Exercises to complete =>
**1.** Please decide whether each statement agrees with the trademark office action, and answer yes or no, quoting word for word the text that settles it. (a) The examining attorney found conflicting marks that would bar registration under Section 2(d). (b) The applicant provided a disclaimer for the term THERMOSTATS. (c) The goods listed in the application fall in Class 009.
**2.** Write the next part of the trademark office action, beginning right after its final sentence.

ISSUE/MAILING DATE: 3/19/2019
The referenced application has been reviewed by the assigned trademark examining attorney. Applicant must respond timely and completely to the issues below. 15 U.S.C. §1062(b); 37 C.F.R. §§2.62(a), 2.65(a); TMEP §§711, 718.03.
Search Results
The trademark examining attorney has searched the Office’s database of registered and pending marks and has found no conflicting marks that would bar registration under Trademark Act Section 2(d). TMEP §704.02; see 15 U.S.C. §1052(d).
Trademark Act Section 2(e)(1) – Merely Descriptive Refusal
Here, the applicant seeks to register SMARTPHONE THERMOSTAT for “Thermostats; Climate control systems consisting of digital thermostats, air conditioning, heating, ventilation and drying control devices” in Class 009.
As defined by the attached dictionary evidence from http://www.merriam-webster.com/dictionary/smartphone, the term “smartphone” means “a cell phone that includes additional software functions (such as email or an Internet browser)” and the evidence from http://www.merriam-webster.com/dictionary/thermostat shows that the term “thermostat” refers “an automatic device for regulating temperature (as by controlling the supply of gas or electricity to a heating apparatus). Please see attached definitions.
As evidenced by the attached Internet evidence from third-party websites, it is common for HVAC systems and thermostats to comprise smartphone technology and/or made to be used with smartphones. See for example, www.hvacclasses.org (describing how the rise of mobile technology has opened up possibilities for heating and air conditioning technicians to get an accurate reading, find the right fit or automatically measure airflow velocity and calculate airflow volume with help from a smartphone); www.serviceexperts.com (promoting HONEYWELL® Wi-Fi thermostats which alert the user by smartphone when it is time to change the air filter or request heating or cooling repair service); www.directenergy.com (describing new HVAC systems that connect directly to the Internet, giving homeowners a level of control to remotely micro-manage home climate control to save money via a smartphone); and www.allknightac.com (describing how to use and control your HVAC system with your smartphone.)
Thus, in relation to the goods, the wording in the mark merely describes a feature, function, quality or use, viz. thermostats, HVAC control systems and control devices to be used/controlled by a smartphone.
Finally, although the applicant provided a disclaimer for the term THERMOSTATS, for the reasons explained above, the entire mark is merely descriptive of the goods. If the applied-for mark is not registrable as a whole, a disclaimer will not make it registrable. TMEP §1213.06.
Thus, the proposed mark merely describes a feature, function, quality or use of applicant’s goods. Therefore, registration on the Principal Register must be refused under Section 2(e)(1) of the Trademark Act.
If applicant responds to the refusal(s), applicant must also respond to the requirement(s) set forth below.

Recorded information =>
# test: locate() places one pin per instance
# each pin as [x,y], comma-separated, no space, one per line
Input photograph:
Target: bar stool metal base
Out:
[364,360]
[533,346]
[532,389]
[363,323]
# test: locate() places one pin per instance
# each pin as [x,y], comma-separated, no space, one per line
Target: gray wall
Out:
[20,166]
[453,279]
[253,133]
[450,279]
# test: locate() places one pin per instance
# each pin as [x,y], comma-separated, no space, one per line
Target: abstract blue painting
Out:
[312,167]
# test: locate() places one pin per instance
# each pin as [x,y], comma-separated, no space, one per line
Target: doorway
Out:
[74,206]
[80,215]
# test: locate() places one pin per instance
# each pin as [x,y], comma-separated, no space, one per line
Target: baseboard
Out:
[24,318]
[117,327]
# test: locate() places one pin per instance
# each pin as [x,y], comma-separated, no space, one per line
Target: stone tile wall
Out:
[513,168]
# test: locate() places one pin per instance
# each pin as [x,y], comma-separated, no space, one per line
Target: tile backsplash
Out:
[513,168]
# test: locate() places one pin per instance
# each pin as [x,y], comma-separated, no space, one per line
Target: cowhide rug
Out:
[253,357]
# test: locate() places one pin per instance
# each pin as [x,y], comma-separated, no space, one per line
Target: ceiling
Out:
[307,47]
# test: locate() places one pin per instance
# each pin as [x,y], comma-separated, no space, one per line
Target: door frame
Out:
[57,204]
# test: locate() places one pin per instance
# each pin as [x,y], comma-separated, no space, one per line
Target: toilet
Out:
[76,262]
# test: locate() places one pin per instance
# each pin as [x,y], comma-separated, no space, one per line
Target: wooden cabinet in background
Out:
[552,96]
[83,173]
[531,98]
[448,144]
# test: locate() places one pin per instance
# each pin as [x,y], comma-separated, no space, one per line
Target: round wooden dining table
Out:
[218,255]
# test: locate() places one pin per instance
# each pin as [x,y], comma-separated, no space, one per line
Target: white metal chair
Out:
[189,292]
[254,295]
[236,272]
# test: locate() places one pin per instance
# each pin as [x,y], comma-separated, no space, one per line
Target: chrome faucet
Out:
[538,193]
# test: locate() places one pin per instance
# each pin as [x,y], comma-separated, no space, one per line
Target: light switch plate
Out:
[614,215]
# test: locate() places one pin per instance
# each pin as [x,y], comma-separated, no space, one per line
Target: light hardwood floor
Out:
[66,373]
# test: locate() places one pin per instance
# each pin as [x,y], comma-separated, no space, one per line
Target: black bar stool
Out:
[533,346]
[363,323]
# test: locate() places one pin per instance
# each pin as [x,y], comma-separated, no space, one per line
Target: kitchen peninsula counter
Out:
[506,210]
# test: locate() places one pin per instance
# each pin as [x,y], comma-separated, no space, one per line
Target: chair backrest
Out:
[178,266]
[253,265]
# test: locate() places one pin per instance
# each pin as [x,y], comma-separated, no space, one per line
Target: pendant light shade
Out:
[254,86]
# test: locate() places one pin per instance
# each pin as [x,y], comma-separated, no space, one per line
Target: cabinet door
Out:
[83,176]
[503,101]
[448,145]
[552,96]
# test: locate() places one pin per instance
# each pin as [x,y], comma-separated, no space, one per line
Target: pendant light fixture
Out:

Answers in order =>
**1.**
(a) No: "has found no conflicting marks that would bar registration under Trademark Act Section 2(d)"
(b) Yes: "although the applicant provided a disclaimer for the term THERMOSTATS"
(c) Yes: "in Class 009"

**2.**
Requirement for Information
(1) Fact sheets, instruction manuals, brochures, advertisements and pertinent screenshots of applicant’s website as it relates to the goods and/or services in the application, including any materials using the terms in the applied-for mark. Merely stating that information about the goods and/or services is available on applicant’s website is insufficient to make the information of record.;
(2) If these materials are unavailable, applicant should submit similar documentation for goods and services of the same type, explaining how its own product or services will differ. If the goods and/or services feature new technology and information regarding competing goods and/or services is not available, applicant must provide a detailed factual description of the goods and/or services. Factual information about the goods must make clear how they operate, salient features, and prospective customers and channels of trade. For services, the factual information must make clear what the services are and how they are rendered, salient features, and prospective customers and channels of trade. Conclusory statements will not satisfy this requirement; and
(3) Applicant must respond to the following questions: Do applicant’s goods utilize a smartphone or are the applicant’s HVAC control systems/devices made for use with a smartphone? Do applicant’s competitors use “smartphone” to advertise similar goods and/or services? Who is the typical consumer of applicant’s goods and/or services? Where are applicant’s goods and/or services typically purchased (provide examples of online and brick-and-mortar store venues)?
See 37 C.F.R. §2.61(b); TMEP §§814, 1402.01(e).
Failure to comply with a request for information is grounds for refusing registration. In re Harley, 119 USPQ2d 1755, 1757-58 (TTAB 2016); TMEP §814.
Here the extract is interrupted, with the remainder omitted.